[Task item] The entries below are to be copied exactly, with every picture left out.

--------------------------------------------------

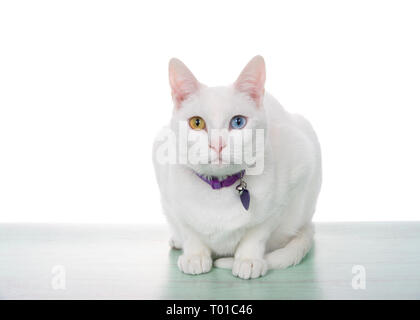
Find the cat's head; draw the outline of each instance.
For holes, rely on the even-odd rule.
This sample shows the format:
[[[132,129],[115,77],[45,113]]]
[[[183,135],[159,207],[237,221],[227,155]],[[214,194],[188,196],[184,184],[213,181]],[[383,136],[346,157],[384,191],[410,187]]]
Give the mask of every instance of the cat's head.
[[[169,82],[174,102],[171,127],[179,134],[183,124],[185,132],[194,137],[188,148],[178,151],[189,159],[194,154],[192,145],[202,142],[201,160],[188,160],[187,166],[199,174],[221,177],[263,161],[264,137],[261,141],[256,133],[264,135],[267,125],[263,106],[265,74],[264,59],[256,56],[232,85],[208,87],[180,60],[170,60]],[[208,161],[203,161],[203,151]]]

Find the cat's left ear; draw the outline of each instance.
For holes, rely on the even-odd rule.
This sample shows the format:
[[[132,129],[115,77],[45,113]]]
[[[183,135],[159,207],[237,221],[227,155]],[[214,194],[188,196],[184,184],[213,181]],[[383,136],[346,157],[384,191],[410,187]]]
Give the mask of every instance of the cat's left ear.
[[[264,98],[265,62],[262,56],[255,56],[242,70],[234,83],[236,90],[248,94],[257,107]]]
[[[177,108],[181,106],[182,101],[200,88],[200,83],[190,69],[176,58],[169,61],[169,83],[172,89],[172,99]]]

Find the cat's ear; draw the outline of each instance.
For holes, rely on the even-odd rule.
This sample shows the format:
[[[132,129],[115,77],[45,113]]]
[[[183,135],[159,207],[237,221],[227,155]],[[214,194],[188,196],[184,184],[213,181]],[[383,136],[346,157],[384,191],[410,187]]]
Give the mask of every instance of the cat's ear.
[[[248,94],[260,106],[264,97],[265,62],[261,56],[255,56],[242,70],[235,81],[235,89]]]
[[[169,83],[175,107],[179,108],[182,101],[200,88],[200,83],[187,66],[179,59],[169,61]]]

--------------------------------------------------

[Solution]
Find the cat's head; draw the outline of each instance.
For holes, rely on the even-odd rule.
This sample shows the format:
[[[132,129],[115,77],[45,113]]]
[[[183,135],[159,207],[237,221],[227,155]],[[214,194],[188,196],[184,184],[213,181]],[[383,136],[346,157],[384,191],[410,187]]]
Give the mask of every instance of the cat's head.
[[[169,82],[174,102],[171,127],[179,134],[183,124],[185,132],[194,137],[188,148],[178,151],[189,159],[194,154],[192,145],[202,142],[201,160],[188,160],[187,166],[199,174],[221,177],[263,161],[264,137],[261,141],[256,133],[264,135],[267,125],[263,106],[265,74],[264,59],[256,56],[232,85],[208,87],[180,60],[170,60]],[[208,161],[203,161],[203,151]]]

Find the cat's left ear; draw the outline of each instance.
For holes, rely on the even-odd rule.
This sample shows the format:
[[[132,129],[115,77],[45,113]]]
[[[183,135],[159,207],[237,221],[227,155]],[[214,194],[188,196],[184,184],[213,181]],[[383,136],[346,157],[384,191],[410,187]]]
Give the mask of every instance of the cat's left ear.
[[[264,98],[265,62],[262,56],[255,56],[242,70],[234,83],[236,90],[248,94],[257,107]]]
[[[177,108],[181,106],[182,101],[200,88],[200,83],[190,69],[176,58],[169,61],[169,83],[172,89],[172,99]]]

Find the cat's ear; draw the outline of each instance.
For holes, rely on the even-odd rule.
This sample shows the format:
[[[132,129],[115,77],[45,113]]]
[[[183,135],[159,207],[237,221],[227,155]],[[214,194],[188,196],[184,184],[213,181]],[[383,136],[346,157],[384,191],[410,187]]]
Give the mask of every instance of the cat's ear.
[[[248,94],[260,106],[264,97],[265,62],[261,56],[255,56],[242,70],[235,81],[235,89]]]
[[[169,83],[175,107],[179,108],[182,101],[200,88],[200,83],[187,66],[179,59],[169,61]]]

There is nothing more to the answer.